(Dataset entries)
## begin

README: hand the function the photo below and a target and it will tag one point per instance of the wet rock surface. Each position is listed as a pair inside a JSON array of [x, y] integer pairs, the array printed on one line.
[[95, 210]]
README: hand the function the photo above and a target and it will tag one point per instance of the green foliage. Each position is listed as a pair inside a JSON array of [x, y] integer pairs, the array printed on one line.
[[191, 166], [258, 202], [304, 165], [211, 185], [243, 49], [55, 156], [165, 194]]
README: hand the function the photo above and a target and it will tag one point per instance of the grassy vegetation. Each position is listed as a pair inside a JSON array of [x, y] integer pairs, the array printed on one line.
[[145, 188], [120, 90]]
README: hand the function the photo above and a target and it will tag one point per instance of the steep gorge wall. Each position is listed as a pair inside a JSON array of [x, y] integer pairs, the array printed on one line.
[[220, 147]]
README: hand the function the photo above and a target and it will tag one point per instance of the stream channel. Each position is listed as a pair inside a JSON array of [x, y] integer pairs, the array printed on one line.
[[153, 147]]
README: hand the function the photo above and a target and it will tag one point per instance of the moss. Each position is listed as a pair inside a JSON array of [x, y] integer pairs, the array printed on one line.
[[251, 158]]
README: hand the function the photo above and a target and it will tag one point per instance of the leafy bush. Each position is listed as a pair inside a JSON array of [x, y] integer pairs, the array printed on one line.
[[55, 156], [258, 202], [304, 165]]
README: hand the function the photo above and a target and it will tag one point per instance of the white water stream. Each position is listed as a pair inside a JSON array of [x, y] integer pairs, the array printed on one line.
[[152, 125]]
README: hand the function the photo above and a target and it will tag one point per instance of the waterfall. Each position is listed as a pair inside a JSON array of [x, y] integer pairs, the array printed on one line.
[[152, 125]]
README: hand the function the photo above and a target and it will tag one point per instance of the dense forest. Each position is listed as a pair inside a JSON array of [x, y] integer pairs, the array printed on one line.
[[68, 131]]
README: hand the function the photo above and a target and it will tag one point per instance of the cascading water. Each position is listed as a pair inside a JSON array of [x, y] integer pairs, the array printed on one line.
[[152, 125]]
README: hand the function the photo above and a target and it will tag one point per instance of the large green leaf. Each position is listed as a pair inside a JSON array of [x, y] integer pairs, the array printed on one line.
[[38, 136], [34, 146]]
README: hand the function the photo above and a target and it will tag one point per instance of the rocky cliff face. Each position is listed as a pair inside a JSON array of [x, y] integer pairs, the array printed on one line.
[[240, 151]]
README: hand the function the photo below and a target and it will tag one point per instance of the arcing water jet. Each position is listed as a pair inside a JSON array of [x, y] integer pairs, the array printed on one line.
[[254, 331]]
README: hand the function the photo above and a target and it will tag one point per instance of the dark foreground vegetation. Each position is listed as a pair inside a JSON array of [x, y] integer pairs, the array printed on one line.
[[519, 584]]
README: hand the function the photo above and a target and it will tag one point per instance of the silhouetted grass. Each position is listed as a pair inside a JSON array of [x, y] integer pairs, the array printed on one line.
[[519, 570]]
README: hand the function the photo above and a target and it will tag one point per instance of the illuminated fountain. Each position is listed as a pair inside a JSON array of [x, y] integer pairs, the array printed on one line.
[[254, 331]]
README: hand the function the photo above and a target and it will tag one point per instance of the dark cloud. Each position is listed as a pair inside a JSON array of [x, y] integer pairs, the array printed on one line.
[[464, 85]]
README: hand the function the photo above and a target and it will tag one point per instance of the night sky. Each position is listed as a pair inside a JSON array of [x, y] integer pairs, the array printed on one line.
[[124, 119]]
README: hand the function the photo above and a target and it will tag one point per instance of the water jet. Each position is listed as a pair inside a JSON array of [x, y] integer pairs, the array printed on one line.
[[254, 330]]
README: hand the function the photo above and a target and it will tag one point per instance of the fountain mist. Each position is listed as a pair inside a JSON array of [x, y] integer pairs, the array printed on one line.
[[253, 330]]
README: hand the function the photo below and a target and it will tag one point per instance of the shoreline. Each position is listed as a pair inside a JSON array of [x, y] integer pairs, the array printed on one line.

## end

▸ Challenge
Reproduce every line of the listing above word for word.

▸ Result of the task
README: hand the function the photo below and a target and it will tag one point per instance of the wet rock surface. Each position is listed as a pair inside a JSON array of [x, y] integer pairs, the array printed on one line.
[[95, 210]]
README: hand the function the photo above and a target and it will tag one point per instance of the green foliage. Each position is listed as a pair inside a JSON array of [x, y] integer pairs, the array printed on one line.
[[191, 166], [258, 202], [304, 165], [211, 185], [243, 49], [55, 156], [165, 194]]
README: hand the function the photo above and a target and it will tag one point per instance of the grassy vegetation. Each position is listed as a pair inside a JSON array of [x, y] integer pairs, the array printed on one line.
[[145, 188], [120, 90]]
README: hand the function the photo above and a target and it will tag one point per instance of the steep gorge wall. Each position is listed as a pair inside a JSON array of [x, y] integer pairs, the array printed on one line.
[[220, 147]]
README: hand the function the photo above and a target and it will tag one point per instance of the stream channel. Each position is listed as a pair inside a JSON array of [x, y] integer pairs, the array printed on one line.
[[153, 147]]
README: hand the function the photo above and a target and it will tag one point per instance of the moss. Each position is listed as a pair inside a JSON array of [x, y] integer pairs, the array printed on one line.
[[251, 158]]
README: hand the function the photo above and a target and it will tag one point per instance of the leafy bush. Each position is listed as a pair inside a JSON array of [x, y] integer pairs, the array printed on one line.
[[55, 156], [258, 202], [304, 165]]
README: hand the function the photo above and a target and it will tag one point per instance of the white water stream. Each position is listed as a pair inside a JSON array of [x, y] integer pairs, the array printed on one line.
[[152, 125]]
README: hand the function the photo above and a target and it will tag one point per instance of the waterfall. Each position is listed as a pair inside a JSON array of [x, y] integer pairs, the array printed on one line.
[[152, 125]]
README: hand the function the photo above and a target and it will tag one point per instance of the dense forest. Each position is listed as a pair inside a JSON array of [x, y] integer pairs, the array printed on one line.
[[68, 131]]
README: hand the function the photo above and a target and it will tag one point per instance of the cascading water. Each position is listed as a pair inside a JSON array of [x, y] integer pairs, the array printed on one line.
[[152, 125]]
README: hand the function the photo above and a target and it will tag one point per instance of the large green leaf. Each position is listed as a pair inside a JSON array of [x, y] integer pairs, the array printed on one line.
[[38, 136], [34, 146]]
README: hand the function the photo above and a target and it will tag one point per instance of the rocky cliff face. Each position is listed as a pair inside a JSON array of [x, y] integer pairs, the array printed on one line.
[[240, 151]]
README: hand the function the photo below and a target and it will tag one point per instance of the arcing water jet. Each position is listed as a pair inside a JSON array of [x, y] integer pairs, the array printed on one line.
[[254, 331]]
README: hand the function the photo above and a target and it will tag one point per instance of the dark foreground vegetation. Each position is listed as a pair inside a JSON array of [x, y] integer pairs, the array printed on one line.
[[519, 584]]
README: hand the function the photo above and a target and it will tag one point per instance of the silhouetted grass. Each position is listed as a pair inside a JSON array of [x, y] integer pairs, the array printed on one line.
[[519, 570]]
README: hand the function the photo above and a target and it will tag one point per instance of the illuminated fountain. Each position is listed as a pair inside a JSON array of [x, y] integer pairs, the array printed on one line.
[[254, 331]]
README: hand the function the photo above and a target and it will tag one point per instance of the dark cloud. Each position is listed as a pair inside a JSON array of [x, y] integer pairs, the array printed on one line.
[[464, 85]]
README: hand the function the photo above and a target and it will tag one point per instance of the night sky. Each position is listed as a pair inside a JSON array of [x, y] integer pairs, the array printed on one line.
[[124, 119]]
README: hand the function the photo above and a target and it will tag one point per instance of the water jet. Each position is listed as a pair inside a JSON array of [x, y] integer pairs, the array printed on one line.
[[254, 330]]
README: hand the function the photo above and a target and it will tag one point per instance of the fountain mist. Each position is listed as a pair inside a JSON array of [x, y] integer pairs, the array printed on one line.
[[253, 330]]
README: hand the function the photo below and a target and it will tag one point per instance of the shoreline. Each position is listed as a pair inside a JSON array of [x, y] integer pairs, the array printed on one line.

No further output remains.